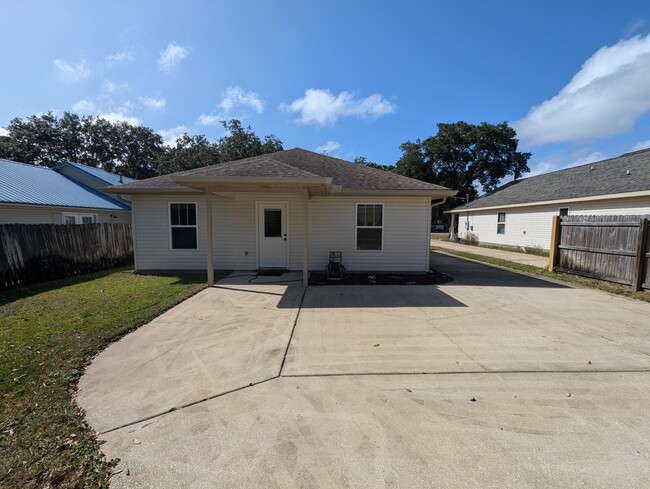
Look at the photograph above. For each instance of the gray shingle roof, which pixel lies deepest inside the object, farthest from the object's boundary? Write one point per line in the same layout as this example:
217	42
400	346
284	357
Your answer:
627	173
297	163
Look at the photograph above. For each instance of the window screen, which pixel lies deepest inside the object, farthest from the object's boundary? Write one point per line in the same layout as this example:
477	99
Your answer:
183	226
501	223
370	226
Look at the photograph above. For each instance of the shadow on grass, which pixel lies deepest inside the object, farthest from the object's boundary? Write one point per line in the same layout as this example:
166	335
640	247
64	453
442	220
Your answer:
8	296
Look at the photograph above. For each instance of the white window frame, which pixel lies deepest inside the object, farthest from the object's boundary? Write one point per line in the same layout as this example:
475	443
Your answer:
78	217
501	223
357	227
171	226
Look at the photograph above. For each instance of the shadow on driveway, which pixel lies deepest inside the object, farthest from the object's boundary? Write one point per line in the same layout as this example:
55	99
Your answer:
467	272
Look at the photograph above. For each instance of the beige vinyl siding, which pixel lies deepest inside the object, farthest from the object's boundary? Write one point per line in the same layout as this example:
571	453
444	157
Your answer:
331	224
332	227
531	226
28	214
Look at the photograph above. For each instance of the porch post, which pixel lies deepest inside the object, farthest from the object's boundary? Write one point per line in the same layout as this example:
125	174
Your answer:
208	230
452	227
305	239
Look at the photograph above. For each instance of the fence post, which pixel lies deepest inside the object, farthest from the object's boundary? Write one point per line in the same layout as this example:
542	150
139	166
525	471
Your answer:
556	232
641	244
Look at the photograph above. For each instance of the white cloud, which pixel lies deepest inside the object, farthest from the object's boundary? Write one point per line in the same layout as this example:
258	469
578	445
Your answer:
----------------------------------------
# [Goal of the exercise]
Repeat every line above exactly, but omit all images.

# [Task result]
Look at the photograph above. For each instance of the gray shingle roof, which pixel lies deepest inside the object, farthest from the object's boundary? Write one point per line in the same layout as this example:
217	42
400	346
284	357
Your answer:
627	173
297	163
Look at the photograph above. For each instance of the window screen, which pixel lies deepest inside the object, farthest from the object's boundary? Write one point per line in the same layout as this example:
477	99
Your answer:
183	226
501	223
370	226
Look at the photograph above. For each instance of the shadow on grass, which pixel lies deepest inside the object, farthest from the object's boundary? Write one point per line in the same layout as this example:
166	335
640	247
64	453
442	220
Your answer:
8	296
Look at the photograph above. For each instance of the white window frame, which pixel lies deepest inside the object, farthest from the object's boundary? Write one point per line in the same layout as this example:
475	443
Your answer:
78	217
501	223
357	227
171	226
Look at the photograph above. For each instance of the shadow on driveway, which pixel lies deepest inside the object, farthest from the object's boundary? Write one point per line in the same layout as this example:
55	99
Your answer:
467	272
Look at the photograph above. For each instance of the beige vinyl siding, which pixel lies deepest inside the object, farthest from the object's boundary? Write one point per line in the same layout as this example:
571	453
444	157
Your answer:
331	224
332	227
531	226
28	214
Look at the photograph above. For each instance of the porch post, which pixel lies deepest inside the object, farthest from the object's boundary? Write one point per line in the same layout as this example:
125	174
Your answer:
208	230
452	227
305	239
Look at the photograph above. For each instance of the fence post, which pixel lies deepest inside the object, farthest from the object's boundary? Write one point per line in the same layout as this example:
542	150
139	166
525	471
Your answer:
556	232
641	244
Look at the photograph above. For each instance of the white cloud, which pixel lies deepest inside the object, farthest from the object's boundary? Write one point per line in the same layout as this example:
258	469
578	445
Your answer:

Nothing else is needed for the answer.